• [Source extract]:
One of the greatest offences to an Indian is to refuse to accept an invitation which he has given you to eat with him and his friends.
Music and Dancing.
With most feasting is usually associated dancing and other merriment.
The readiness with which the Indians pick up our beautiful hymn tunes and learn to play our musical instruments has been remarked. Indeed, these people are naturally very musical, and in their heathen state were passionately fond of singing their own native melodies. Of songs they had a great variety: war songs, marriage songs, songs for feasts and public gatherings, mourning songs for the dead, songs when the fish came, dancing songs, canoe songs, and many others. When we asked the old dance-song maker where they got their music, he replied:
“We get it from the wind in the trees, from the waves on the sea-shore, from the rippling stream, from the mountain side, from the birds, and from the wild animals.”
As for musical instruments, we are all familiar with the simple Indian drum, made by stretching a deerskin tightly over a hoop. Besides this they used as a drum a big square box, painted in different colors, with figures of birds and animals upon it.

• [Exercise instructions]: Pick up the passage on feasting, music and dancing after its final sentence and carry it on.

• [Given records]:
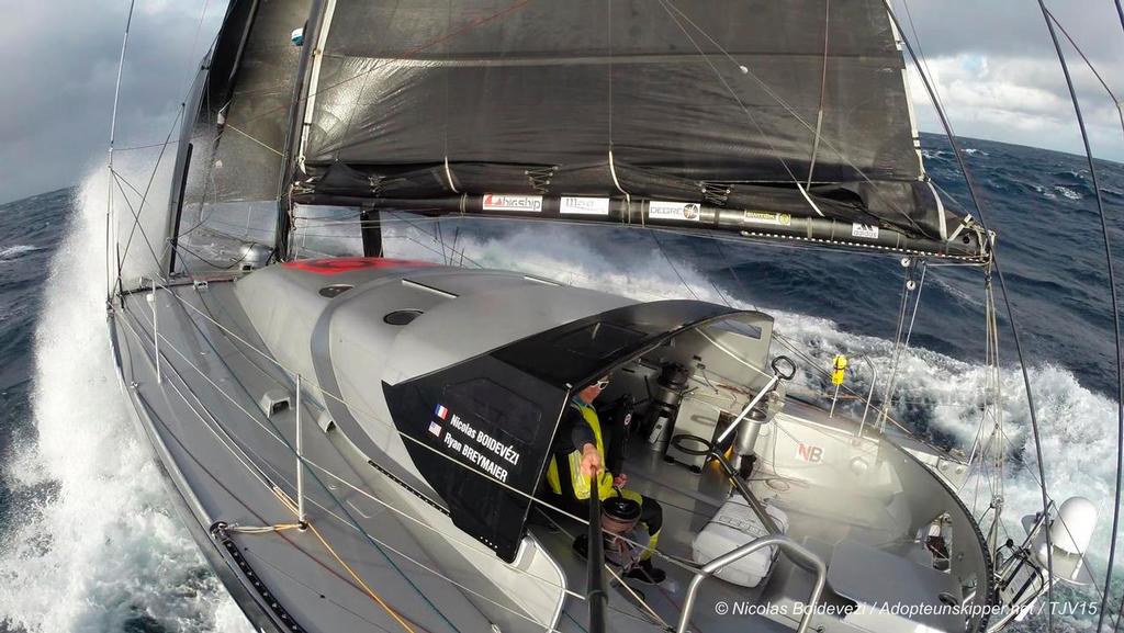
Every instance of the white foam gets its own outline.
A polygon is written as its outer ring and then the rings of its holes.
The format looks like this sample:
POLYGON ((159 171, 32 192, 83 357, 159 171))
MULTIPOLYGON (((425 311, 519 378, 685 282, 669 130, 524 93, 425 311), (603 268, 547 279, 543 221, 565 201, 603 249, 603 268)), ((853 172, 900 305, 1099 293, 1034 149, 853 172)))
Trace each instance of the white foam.
POLYGON ((1062 187, 1061 184, 1054 184, 1054 191, 1061 193, 1062 196, 1069 198, 1070 200, 1080 200, 1082 198, 1082 196, 1077 191, 1073 191, 1069 187, 1062 187))
MULTIPOLYGON (((105 317, 106 196, 100 174, 84 183, 52 263, 35 338, 38 437, 13 451, 4 476, 56 494, 20 508, 4 535, 0 621, 43 633, 137 630, 138 620, 237 631, 233 600, 173 514, 118 388, 105 317)), ((251 630, 245 618, 241 630, 251 630)))
POLYGON ((0 262, 15 260, 25 253, 34 253, 42 250, 43 248, 39 246, 30 246, 28 244, 17 244, 15 246, 0 248, 0 262))

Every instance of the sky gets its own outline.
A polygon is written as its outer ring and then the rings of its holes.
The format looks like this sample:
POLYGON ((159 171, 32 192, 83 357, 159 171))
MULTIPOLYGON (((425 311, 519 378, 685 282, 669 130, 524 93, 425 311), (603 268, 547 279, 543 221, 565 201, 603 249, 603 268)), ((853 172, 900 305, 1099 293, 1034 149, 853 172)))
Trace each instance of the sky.
MULTIPOLYGON (((69 187, 103 165, 130 0, 0 0, 0 202, 69 187)), ((551 0, 555 1, 555 0, 551 0)), ((683 0, 678 0, 683 1, 683 0)), ((894 0, 959 136, 1084 153, 1073 108, 1034 0, 894 0), (913 18, 913 27, 909 26, 913 18)), ((225 0, 136 0, 116 146, 162 141, 225 0), (200 17, 202 16, 202 20, 200 17), (201 26, 200 26, 201 25, 201 26)), ((1048 2, 1124 96, 1124 30, 1113 0, 1048 2)), ((1117 109, 1068 47, 1094 154, 1124 162, 1117 109)), ((916 73, 918 127, 940 124, 916 73)))

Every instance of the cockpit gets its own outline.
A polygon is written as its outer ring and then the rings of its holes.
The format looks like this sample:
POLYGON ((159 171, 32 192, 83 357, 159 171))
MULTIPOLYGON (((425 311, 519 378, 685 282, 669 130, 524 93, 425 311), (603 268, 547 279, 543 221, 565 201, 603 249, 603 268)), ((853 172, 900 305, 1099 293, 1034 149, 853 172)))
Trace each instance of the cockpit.
POLYGON ((694 611, 705 630, 716 605, 736 603, 771 605, 763 625, 798 629, 814 620, 801 605, 818 604, 815 617, 872 631, 903 618, 962 630, 959 612, 935 607, 975 600, 988 582, 971 518, 873 424, 789 396, 798 368, 772 353, 772 327, 769 315, 713 304, 635 304, 387 386, 387 403, 399 429, 428 444, 407 449, 453 522, 516 564, 534 539, 577 594, 604 555, 615 594, 669 625, 694 611), (546 486, 566 409, 605 376, 591 403, 602 450, 619 451, 619 488, 662 507, 654 552, 625 495, 602 495, 597 522, 546 486), (490 477, 465 477, 437 451, 490 477), (598 523, 606 553, 589 549, 598 523), (654 590, 629 575, 649 555, 665 572, 654 590), (896 602, 934 608, 869 615, 896 602))

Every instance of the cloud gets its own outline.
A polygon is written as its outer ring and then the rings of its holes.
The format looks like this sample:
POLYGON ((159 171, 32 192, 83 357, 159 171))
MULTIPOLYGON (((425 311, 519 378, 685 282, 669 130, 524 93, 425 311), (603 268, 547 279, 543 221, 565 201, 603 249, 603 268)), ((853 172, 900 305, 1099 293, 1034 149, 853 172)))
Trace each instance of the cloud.
MULTIPOLYGON (((962 53, 927 60, 927 72, 959 136, 990 138, 1084 154, 1069 91, 1057 65, 1027 57, 962 53)), ((1094 155, 1124 161, 1124 129, 1112 99, 1091 73, 1073 67, 1094 155)), ((909 89, 918 127, 943 132, 916 71, 909 89)))
MULTIPOLYGON (((894 0, 906 37, 958 135, 1084 154, 1080 130, 1045 20, 1035 2, 894 0)), ((1109 88, 1124 94, 1124 36, 1112 2, 1048 2, 1109 88)), ((1062 33, 1094 154, 1124 161, 1124 130, 1105 89, 1062 33)), ((916 70, 909 89, 918 127, 943 132, 916 70)))
MULTIPOLYGON (((892 0, 919 45, 957 132, 1080 152, 1057 57, 1042 16, 1026 0, 892 0), (912 19, 910 19, 912 18, 912 19)), ((0 20, 0 202, 75 183, 105 161, 117 61, 129 0, 9 2, 0 20)), ((225 0, 136 3, 121 84, 118 146, 163 139, 225 0), (201 28, 199 16, 207 8, 201 28), (198 36, 197 36, 198 34, 198 36)), ((1124 36, 1112 2, 1051 2, 1104 76, 1124 78, 1124 36)), ((1116 110, 1068 51, 1094 150, 1124 161, 1116 110)), ((912 82, 922 129, 939 132, 919 81, 912 82)), ((1124 85, 1113 85, 1124 93, 1124 85)))
MULTIPOLYGON (((118 112, 118 146, 163 138, 225 12, 206 0, 137 2, 118 112), (196 42, 194 46, 192 43, 196 42)), ((128 2, 12 4, 0 20, 0 202, 74 184, 105 161, 128 2)))

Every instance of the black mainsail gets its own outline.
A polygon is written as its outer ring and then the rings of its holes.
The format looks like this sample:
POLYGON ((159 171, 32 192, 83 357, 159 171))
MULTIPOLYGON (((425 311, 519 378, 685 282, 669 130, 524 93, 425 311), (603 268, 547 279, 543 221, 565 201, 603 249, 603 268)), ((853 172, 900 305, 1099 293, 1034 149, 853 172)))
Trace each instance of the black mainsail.
POLYGON ((982 255, 925 177, 878 0, 321 11, 297 201, 556 218, 608 198, 573 215, 982 255))

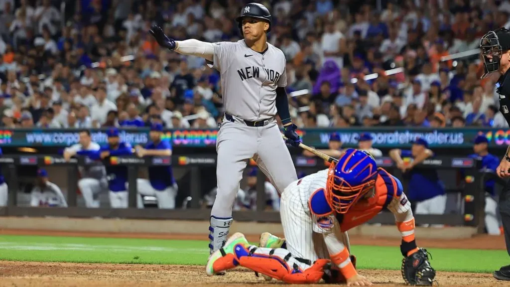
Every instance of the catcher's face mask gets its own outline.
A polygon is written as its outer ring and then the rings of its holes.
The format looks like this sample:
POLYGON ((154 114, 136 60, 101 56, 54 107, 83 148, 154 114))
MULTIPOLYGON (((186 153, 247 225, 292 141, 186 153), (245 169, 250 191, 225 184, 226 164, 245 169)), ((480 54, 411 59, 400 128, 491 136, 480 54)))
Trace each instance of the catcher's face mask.
POLYGON ((485 79, 499 69, 503 50, 494 31, 489 31, 481 37, 480 49, 483 59, 484 70, 480 79, 485 79))

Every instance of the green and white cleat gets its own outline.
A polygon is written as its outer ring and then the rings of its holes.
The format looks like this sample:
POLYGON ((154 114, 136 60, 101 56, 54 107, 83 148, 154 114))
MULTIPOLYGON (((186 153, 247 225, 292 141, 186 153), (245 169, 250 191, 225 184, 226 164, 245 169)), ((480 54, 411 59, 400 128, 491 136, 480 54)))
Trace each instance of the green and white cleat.
POLYGON ((241 232, 236 232, 230 236, 222 248, 216 250, 211 255, 206 266, 206 273, 208 276, 221 273, 224 274, 225 270, 237 266, 239 262, 236 260, 234 249, 238 244, 246 248, 250 246, 244 235, 241 232))
POLYGON ((285 243, 285 238, 273 235, 269 232, 264 232, 260 235, 259 247, 266 248, 281 248, 285 243))
MULTIPOLYGON (((285 243, 285 238, 273 235, 269 232, 264 232, 260 235, 259 247, 266 248, 281 248, 284 243, 285 243)), ((273 279, 272 277, 267 275, 264 274, 262 274, 262 275, 264 279, 266 279, 266 281, 271 281, 273 279)))

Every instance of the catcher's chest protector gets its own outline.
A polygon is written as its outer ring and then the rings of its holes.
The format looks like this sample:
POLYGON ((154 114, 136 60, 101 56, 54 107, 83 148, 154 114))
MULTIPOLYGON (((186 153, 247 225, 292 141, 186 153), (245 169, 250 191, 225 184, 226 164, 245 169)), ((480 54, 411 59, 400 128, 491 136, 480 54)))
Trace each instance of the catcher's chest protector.
POLYGON ((360 200, 347 212, 337 214, 340 230, 346 231, 361 225, 376 216, 397 196, 397 183, 388 172, 379 169, 374 196, 360 200))

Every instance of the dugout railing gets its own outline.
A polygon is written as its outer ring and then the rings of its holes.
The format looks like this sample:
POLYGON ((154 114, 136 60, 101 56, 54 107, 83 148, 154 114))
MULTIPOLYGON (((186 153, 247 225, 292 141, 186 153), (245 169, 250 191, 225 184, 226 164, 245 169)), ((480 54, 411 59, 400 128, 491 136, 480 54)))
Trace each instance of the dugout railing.
MULTIPOLYGON (((303 156, 293 157, 296 169, 315 172, 326 168, 325 163, 315 158, 303 156)), ((378 166, 393 172, 397 177, 403 180, 403 185, 406 186, 405 180, 399 174, 398 170, 393 161, 388 157, 376 159, 378 166)), ((55 155, 5 155, 0 158, 0 164, 5 174, 9 185, 8 206, 0 208, 0 216, 15 217, 65 217, 77 218, 119 218, 139 219, 182 219, 188 220, 207 220, 210 211, 199 209, 198 200, 201 197, 200 184, 202 168, 214 167, 216 164, 216 155, 179 155, 172 157, 147 157, 138 158, 135 156, 110 157, 103 160, 106 165, 127 165, 129 173, 129 206, 126 209, 88 208, 76 206, 76 189, 79 165, 93 164, 93 161, 86 157, 72 158, 66 162, 61 156, 55 155), (162 210, 157 208, 140 209, 136 206, 137 178, 139 168, 144 166, 159 165, 167 165, 172 162, 188 170, 191 180, 189 186, 180 187, 180 192, 189 192, 191 200, 189 209, 162 210), (50 165, 65 167, 68 177, 67 195, 68 208, 44 208, 21 207, 16 205, 17 193, 19 191, 16 166, 32 165, 45 166, 50 165)), ((438 157, 425 160, 419 166, 423 168, 435 169, 441 170, 455 169, 464 170, 464 180, 462 195, 464 201, 464 211, 457 214, 442 215, 415 216, 417 224, 444 224, 449 226, 483 226, 483 204, 484 198, 483 178, 484 173, 479 170, 479 161, 470 158, 438 157)), ((252 160, 248 165, 254 165, 252 160)), ((64 175, 63 175, 63 176, 64 175)), ((263 192, 265 176, 258 173, 257 202, 265 202, 265 193, 263 192)), ((257 204, 257 210, 234 212, 234 217, 239 221, 256 221, 261 222, 279 222, 279 213, 264 211, 264 204, 257 204)), ((369 223, 393 224, 394 218, 391 213, 381 212, 369 223)), ((479 230, 481 232, 482 229, 479 230)))

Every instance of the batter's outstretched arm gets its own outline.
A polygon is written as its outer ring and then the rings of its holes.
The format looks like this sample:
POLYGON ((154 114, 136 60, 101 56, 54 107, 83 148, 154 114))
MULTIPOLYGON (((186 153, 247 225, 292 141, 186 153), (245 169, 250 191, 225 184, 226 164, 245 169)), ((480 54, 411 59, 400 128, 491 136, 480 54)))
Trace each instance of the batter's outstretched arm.
POLYGON ((186 55, 196 56, 213 61, 214 46, 212 43, 202 42, 195 39, 184 41, 175 41, 175 49, 173 51, 186 55))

• [Response to this task]:
When the drummer was at work crowds would, accompany him, beating time with sticks upon boards. The sound was weird in the extreme, if heard at the dead of night, coupled with the shouts of the heathen dancers.
Besides the drums were rattles of various shapes, used by the chiefs and conjurers, and pipe whistles—indeed, whistles of many kinds, imitating birds and animals—some of which were used by the hunters in pursuit of game.
With much of their music is associated their pagan dancing. There are professional dancers among the tribes, who as a rule are identified with the clans of the medicine men. The heathen dances are very fascinating to the heathen mind, and in nothing is the “backsliding” of the Indian more noticeable than in his return to the dance.